--- Excerpt to read ---
+ + + +
= 1937 in rail transport =

==Events==
===January events===
- January – Electro-Motive Corporation introduces the EMC E2.
- January 18 – The Østfold Line in Norway takes electric traction into use between Ljan and Kolbotn.

===March events===
- March 9 – In a joint announcement, Pullman and the New York Central announce the order of new streamlined equipment to be NYC's "Great Steel Fleet". At the same time Pullman and the Pennsylvania Railroad announce new streamline cars to be PRR's "Fleet of Modernism".
- March 15 – The last tram operates on the Porte de Saint-Cloud-Porte de Vincennes line in Paris, France.
- March 21 – Southern Pacific's "Daylight Limited" debuts the new red/orange/black "Daylight" paint scheme.

===April events===
- April 10 – The last train operates on Colorado and Southern Railway's line to Leadville, Colorado, which was originally built and operated by the Denver, South Park and Pacific Railroad.
- April 25 – Baltimore and Ohio Railroad's Royal Blue passenger train is re-equipped with cars rebuilt in the B&O's company shops.

===May events===
- May – Electro-Motive Corporation introduces the EMC E1, the first E Series design which will continue in production until 1963.
- May 1 - Takahata Station on the Gyokunan Electric Railway in Japan is renamed to Takahatafudō Station.
- May 18 – All heavyweight steel passenger cars used on the Super Chief are replaced with lightweight stainless steel cars.
- May 19 – The New York, Ontario and Western Railway files for bankruptcy.

===June events===
- June 3 – The first Duplex-drive steam locomotive in the United States (Baltimore and Ohio 5600) is ordered.
- June 20 – Pennsylvania Railroad's Manhattan Transfer station in New York City closes after 26 years of service in favor of Newark Penn Station.
+ + + +
--- Dataset extract ---
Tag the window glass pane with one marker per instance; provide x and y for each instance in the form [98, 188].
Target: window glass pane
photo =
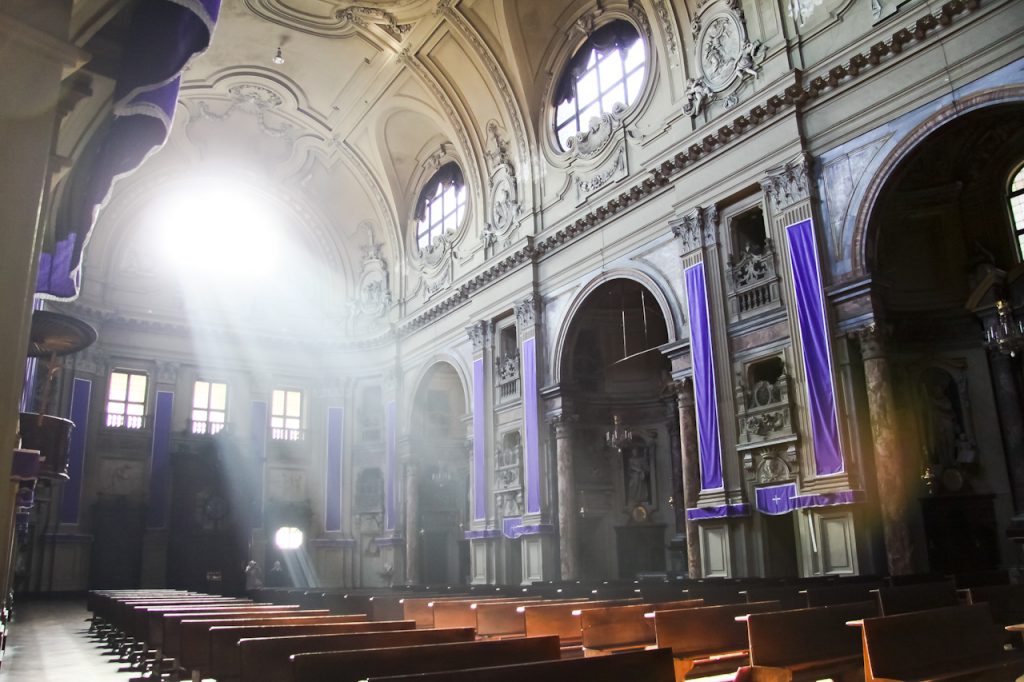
+ + + +
--- Exercise task 1 ---
Using the 1937 rail transport text, decide whether each statement agrees with it. Answer yes or no for each, and quote the deciding words. (a) The Royal Blue was re-equipped with cars rebuilt in the B&O's own shops. (b) Manhattan Transfer station closed in favor of Grand Central. (c) The New York, Ontario and Western Railway filed for bankruptcy in June.
--- Exercise task 2 ---
According to the 1937 rail transport text, what did Southern Pacific's "Daylight Limited" debut on March 21?
--- Exercise task 3 ---
Carry on the 1937 rail transport text from its last entry.
The data is separate material from the 1937 rail transport text.

--- Task result 1 ---
(a) Yes: "is re-equipped with cars rebuilt in the B&O's company shops"
(b) No: "in favor of Newark Penn Station"
(c) No: "May 19 – The New York, Ontario and Western Railway files for bankruptcy."

--- Task result 2 ---
The new red/orange/black "Daylight" paint scheme.

--- Task result 3 ---
- June 29 – On a press run preparatory to the introduction of the Coronation Scot service, LMS Princess Coronation Class 6220 Coronation, newly built, achieves a speed of 114 mph near Crewe.

===July events===
- July 5 – In Great Britain, the rival operators of the East and West Coast Main Line railway routes between London and Scotland introduce streamlined express passenger named trains hauled by 4-6-2 steam locomotives: the London and North Eastern Railway's The Coronation between London King's Cross and Edinburgh Waverley, hauled by the LNER Class A4; and the London, Midland and Scottish Railway's Coronation Scot between London Euston and Glasgow Central, hauled by the LMS Coronation Class.

===August events===
- August 1 – Russia's Railway Worker Day national holiday is restored under Soviet rule; the observance date is changed from July 8 to the first Sunday of August.
- August 6 – Sweden's Inland Line (Inlandsbanan) is completed and opened throughout over 1288 km.

===October events===
- October 1 – After 11 years, the Pullman Company recognizes the Brotherhood of Sleeping Car Porters.

===November events===
- November 10 - Senzan Line, Sendai to Yamagata, including Senzan Tunnel route officially completed in Japan.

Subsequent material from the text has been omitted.